DATA PROVIDED
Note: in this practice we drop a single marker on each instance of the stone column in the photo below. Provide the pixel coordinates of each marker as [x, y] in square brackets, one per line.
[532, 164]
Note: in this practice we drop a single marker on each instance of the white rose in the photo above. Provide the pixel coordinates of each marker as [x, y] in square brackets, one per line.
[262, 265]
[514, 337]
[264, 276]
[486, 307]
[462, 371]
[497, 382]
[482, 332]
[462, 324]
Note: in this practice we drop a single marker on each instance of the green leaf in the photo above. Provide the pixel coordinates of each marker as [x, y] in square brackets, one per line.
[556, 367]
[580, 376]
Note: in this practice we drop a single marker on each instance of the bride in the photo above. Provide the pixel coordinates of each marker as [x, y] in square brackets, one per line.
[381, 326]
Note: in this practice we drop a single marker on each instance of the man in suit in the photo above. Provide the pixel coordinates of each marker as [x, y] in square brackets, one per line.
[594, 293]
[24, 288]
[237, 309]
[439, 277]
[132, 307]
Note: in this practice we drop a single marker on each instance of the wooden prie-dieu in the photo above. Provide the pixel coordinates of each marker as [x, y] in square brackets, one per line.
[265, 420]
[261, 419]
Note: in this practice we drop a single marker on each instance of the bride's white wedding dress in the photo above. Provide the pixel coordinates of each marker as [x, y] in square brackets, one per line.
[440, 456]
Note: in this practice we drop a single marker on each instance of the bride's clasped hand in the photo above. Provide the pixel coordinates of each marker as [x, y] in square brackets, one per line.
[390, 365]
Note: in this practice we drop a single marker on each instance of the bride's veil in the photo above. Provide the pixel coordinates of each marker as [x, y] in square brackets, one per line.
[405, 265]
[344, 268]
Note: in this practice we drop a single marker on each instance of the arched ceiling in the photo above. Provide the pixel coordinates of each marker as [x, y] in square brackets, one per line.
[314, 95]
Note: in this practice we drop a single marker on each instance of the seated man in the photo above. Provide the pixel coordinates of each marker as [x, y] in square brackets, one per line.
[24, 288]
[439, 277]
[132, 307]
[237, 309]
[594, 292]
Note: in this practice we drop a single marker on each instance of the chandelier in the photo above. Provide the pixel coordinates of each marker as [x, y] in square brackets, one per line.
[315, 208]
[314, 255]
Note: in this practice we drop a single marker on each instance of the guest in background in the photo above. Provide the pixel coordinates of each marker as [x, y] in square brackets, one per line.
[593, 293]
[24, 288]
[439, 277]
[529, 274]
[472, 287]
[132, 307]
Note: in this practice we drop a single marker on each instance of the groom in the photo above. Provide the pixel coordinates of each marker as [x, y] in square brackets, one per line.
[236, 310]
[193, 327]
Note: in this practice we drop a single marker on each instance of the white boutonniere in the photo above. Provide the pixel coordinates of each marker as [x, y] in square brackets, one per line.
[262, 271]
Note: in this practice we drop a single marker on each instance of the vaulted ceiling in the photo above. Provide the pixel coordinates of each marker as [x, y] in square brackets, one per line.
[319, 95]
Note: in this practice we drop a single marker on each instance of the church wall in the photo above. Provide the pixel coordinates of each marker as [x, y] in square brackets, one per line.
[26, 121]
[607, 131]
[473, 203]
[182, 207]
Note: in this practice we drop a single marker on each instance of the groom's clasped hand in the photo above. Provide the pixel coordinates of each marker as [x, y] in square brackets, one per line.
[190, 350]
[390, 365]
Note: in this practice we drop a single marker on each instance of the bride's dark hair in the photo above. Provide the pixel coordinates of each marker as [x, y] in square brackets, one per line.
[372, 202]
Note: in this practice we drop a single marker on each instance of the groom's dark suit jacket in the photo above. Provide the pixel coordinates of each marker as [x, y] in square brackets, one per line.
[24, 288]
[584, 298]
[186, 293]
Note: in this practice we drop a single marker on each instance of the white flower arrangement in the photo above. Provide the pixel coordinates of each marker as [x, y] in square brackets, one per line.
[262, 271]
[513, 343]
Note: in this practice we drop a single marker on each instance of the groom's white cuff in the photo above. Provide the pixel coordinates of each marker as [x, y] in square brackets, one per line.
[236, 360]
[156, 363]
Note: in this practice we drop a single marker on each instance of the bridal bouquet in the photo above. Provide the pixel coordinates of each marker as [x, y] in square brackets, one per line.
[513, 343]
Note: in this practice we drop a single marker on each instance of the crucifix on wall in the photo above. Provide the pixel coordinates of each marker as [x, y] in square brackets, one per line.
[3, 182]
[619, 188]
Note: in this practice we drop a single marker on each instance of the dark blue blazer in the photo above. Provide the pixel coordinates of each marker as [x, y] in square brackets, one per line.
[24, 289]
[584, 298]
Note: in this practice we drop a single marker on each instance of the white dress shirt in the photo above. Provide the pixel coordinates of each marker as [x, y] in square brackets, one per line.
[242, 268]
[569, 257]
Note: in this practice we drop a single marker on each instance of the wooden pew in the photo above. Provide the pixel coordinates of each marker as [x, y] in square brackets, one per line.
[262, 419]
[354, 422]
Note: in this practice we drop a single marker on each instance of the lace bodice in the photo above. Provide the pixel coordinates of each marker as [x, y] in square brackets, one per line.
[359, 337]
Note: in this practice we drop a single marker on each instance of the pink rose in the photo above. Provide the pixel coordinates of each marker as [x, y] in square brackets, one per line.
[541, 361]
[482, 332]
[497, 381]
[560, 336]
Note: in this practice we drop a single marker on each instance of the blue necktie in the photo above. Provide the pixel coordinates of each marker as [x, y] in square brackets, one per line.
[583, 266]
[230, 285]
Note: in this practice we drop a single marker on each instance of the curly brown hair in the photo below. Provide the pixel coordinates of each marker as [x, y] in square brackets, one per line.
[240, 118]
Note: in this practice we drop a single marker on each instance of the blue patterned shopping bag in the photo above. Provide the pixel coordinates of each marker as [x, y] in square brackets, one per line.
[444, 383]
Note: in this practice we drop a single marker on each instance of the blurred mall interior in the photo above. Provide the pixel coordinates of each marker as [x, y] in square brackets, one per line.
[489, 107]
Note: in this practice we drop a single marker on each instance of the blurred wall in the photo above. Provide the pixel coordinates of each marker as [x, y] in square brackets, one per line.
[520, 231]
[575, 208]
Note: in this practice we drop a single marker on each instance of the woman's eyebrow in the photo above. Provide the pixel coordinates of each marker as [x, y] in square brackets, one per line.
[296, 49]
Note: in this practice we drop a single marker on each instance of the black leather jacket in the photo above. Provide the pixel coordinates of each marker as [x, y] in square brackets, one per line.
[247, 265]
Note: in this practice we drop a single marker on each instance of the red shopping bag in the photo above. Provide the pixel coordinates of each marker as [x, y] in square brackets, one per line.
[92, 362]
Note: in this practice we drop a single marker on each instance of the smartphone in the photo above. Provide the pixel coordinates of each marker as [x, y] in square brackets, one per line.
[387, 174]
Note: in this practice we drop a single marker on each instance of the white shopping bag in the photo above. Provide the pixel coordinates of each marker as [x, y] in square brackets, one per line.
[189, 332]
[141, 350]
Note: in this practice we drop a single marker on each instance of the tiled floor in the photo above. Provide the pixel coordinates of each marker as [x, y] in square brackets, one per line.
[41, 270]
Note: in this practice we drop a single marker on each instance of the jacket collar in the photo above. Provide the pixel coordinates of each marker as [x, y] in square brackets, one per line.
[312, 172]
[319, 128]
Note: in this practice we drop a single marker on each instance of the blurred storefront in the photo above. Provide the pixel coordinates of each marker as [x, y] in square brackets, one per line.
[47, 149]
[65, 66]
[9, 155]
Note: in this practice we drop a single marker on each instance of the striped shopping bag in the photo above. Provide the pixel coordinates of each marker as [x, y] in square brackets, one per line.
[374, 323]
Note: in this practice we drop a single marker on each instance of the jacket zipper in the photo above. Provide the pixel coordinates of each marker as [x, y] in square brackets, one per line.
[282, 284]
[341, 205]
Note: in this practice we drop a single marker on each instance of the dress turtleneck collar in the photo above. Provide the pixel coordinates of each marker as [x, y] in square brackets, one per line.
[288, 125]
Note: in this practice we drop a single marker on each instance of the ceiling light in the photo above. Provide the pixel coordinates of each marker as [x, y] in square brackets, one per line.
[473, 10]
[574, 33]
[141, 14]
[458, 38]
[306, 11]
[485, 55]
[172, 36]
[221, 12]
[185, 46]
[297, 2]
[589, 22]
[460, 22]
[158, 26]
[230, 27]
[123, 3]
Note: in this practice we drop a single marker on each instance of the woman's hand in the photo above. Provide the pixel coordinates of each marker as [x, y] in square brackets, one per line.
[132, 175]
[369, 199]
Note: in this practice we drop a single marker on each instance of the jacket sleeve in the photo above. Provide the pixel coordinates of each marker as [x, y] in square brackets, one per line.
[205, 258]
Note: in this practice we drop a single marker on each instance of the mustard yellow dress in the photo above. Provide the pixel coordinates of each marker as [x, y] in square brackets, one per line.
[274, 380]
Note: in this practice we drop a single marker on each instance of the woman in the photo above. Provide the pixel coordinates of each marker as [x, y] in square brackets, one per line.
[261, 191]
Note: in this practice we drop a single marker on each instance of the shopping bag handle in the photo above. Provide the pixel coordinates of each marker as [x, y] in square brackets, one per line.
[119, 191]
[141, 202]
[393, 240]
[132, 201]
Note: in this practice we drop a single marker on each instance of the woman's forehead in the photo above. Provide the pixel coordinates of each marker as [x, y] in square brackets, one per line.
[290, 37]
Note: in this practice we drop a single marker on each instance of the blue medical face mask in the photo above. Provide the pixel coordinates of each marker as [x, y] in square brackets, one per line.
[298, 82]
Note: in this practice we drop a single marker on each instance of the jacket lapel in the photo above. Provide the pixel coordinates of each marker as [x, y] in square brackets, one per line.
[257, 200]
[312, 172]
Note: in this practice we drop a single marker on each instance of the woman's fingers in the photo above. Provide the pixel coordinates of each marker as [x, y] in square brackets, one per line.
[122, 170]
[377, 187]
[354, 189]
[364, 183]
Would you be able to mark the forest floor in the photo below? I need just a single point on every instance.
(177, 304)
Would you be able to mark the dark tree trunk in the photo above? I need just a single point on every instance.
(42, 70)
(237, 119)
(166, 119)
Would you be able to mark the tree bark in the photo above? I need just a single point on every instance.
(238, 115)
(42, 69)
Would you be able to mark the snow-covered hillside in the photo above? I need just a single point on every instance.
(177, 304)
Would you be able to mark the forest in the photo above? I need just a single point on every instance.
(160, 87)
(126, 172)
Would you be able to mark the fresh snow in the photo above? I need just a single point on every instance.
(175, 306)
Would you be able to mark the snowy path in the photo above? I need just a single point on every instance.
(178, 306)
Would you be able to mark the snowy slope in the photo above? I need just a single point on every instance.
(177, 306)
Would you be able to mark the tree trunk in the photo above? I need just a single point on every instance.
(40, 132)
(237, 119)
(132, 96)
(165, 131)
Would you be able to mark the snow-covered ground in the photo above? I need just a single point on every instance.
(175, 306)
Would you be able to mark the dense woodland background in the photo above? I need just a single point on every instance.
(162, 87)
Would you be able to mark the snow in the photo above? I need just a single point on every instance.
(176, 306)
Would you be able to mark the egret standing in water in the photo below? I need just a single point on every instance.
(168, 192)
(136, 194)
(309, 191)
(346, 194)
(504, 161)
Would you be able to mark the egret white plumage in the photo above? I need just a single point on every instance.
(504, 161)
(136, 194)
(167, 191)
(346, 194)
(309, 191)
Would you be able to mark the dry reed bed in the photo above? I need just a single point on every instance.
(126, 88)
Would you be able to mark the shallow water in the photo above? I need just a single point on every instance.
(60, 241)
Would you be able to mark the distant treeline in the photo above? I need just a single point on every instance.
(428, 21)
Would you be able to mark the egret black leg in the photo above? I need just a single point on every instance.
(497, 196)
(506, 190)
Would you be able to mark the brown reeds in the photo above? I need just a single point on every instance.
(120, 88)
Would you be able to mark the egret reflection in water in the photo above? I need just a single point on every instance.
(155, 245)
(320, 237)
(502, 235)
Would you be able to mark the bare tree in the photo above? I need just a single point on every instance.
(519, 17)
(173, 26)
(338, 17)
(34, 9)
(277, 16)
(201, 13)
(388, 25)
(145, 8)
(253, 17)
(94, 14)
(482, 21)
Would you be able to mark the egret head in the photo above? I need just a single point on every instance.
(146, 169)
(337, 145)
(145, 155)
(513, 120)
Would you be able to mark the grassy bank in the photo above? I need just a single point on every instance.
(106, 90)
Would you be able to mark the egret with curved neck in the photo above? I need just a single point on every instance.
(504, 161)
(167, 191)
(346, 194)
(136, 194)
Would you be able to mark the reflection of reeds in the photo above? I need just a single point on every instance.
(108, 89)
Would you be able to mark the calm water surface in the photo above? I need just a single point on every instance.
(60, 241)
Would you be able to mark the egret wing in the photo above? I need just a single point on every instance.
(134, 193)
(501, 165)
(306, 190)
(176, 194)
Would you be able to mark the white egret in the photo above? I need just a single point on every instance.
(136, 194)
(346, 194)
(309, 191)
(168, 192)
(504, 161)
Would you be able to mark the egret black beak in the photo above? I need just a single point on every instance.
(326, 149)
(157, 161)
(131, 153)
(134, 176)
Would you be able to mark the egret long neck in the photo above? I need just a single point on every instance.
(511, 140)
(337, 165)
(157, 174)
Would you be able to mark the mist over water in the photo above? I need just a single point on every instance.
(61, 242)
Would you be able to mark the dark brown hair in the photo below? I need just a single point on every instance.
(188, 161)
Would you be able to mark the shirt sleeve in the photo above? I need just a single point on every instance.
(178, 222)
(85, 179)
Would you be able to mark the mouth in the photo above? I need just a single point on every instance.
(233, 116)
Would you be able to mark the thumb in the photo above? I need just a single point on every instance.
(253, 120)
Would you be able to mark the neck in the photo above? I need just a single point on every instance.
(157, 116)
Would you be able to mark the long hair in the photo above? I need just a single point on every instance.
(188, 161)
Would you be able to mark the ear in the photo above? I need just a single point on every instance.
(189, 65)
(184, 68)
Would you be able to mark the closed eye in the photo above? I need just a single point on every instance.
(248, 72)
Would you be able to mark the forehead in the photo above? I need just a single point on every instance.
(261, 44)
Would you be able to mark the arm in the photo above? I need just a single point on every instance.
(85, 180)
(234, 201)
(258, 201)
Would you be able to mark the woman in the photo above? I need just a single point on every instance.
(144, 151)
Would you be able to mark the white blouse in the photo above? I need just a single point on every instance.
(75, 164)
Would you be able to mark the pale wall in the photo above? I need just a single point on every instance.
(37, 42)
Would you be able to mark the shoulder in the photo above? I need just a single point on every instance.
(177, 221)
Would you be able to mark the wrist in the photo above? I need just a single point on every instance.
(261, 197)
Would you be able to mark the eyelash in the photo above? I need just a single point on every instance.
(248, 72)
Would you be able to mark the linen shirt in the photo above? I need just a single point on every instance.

PROBLEM STATEMENT
Print every line from the one that contains "Would you be able to mark the white blouse" to the end of the records, exactly as written, and nothing more.

REPLY
Would you be able to mark the white blouse in the photo above? I need just a single point on every instance.
(75, 164)
Would you be able to mark the pale wall in the photo above? I need just a single point on every instance.
(37, 42)
Would you be able to mark the shoulder in the photo above? I need just a single point on every instance.
(177, 221)
Would you be able to mark the wrist in the photo above? I need just a single point on every instance.
(261, 197)
Would you be able to mark the eyelash in the photo above? I need just a single point on every instance.
(248, 72)
Would you be able to mark the linen shirt in the photo above? I need just a single point on every instance.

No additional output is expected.